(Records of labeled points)
• • • • • • •
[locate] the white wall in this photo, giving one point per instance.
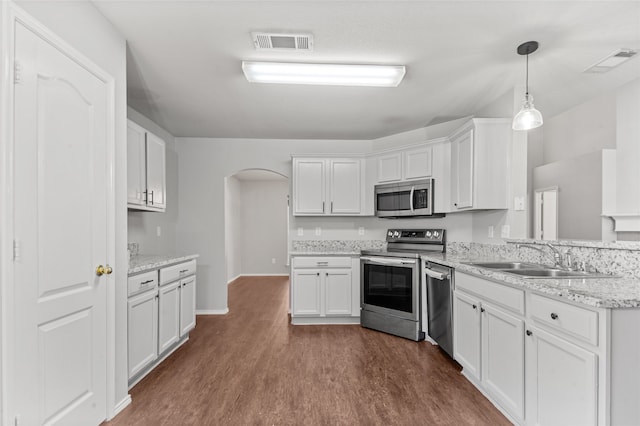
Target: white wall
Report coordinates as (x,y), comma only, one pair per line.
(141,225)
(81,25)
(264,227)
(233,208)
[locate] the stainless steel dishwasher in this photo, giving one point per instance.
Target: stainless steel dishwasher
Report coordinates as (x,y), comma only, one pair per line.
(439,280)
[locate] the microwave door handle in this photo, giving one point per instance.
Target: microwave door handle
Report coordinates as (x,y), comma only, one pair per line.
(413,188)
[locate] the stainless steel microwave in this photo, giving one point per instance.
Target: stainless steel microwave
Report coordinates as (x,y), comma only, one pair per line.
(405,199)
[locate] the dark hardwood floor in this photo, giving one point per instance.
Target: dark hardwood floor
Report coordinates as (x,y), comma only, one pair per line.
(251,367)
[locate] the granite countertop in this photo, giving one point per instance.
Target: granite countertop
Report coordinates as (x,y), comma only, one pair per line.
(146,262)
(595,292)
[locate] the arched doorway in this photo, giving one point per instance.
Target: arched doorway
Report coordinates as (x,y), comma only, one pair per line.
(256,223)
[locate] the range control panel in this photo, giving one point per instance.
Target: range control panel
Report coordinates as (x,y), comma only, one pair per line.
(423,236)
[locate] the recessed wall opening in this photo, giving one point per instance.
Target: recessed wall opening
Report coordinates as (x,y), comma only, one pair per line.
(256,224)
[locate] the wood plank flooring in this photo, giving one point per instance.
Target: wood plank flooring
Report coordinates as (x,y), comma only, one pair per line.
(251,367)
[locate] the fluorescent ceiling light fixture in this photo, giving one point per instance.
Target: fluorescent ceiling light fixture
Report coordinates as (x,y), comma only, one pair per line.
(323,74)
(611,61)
• • • • • • •
## Problem statement
Copy out the stretch from the line containing "[locate] the wood" through the last line of the records, word for word.

## Answer to this exercise
[locate] the wood plank flooring in this photo, giving one point per instance.
Target: wood plank flooring
Report coordinates as (x,y), comma only, one pair per line.
(251,367)
[locate] the fluorescent ceiling light fixture in this photo, giving one point per instance.
Target: fluorescent ceiling light fixture
Report coordinates as (x,y), comma only, one pair per line.
(323,74)
(611,61)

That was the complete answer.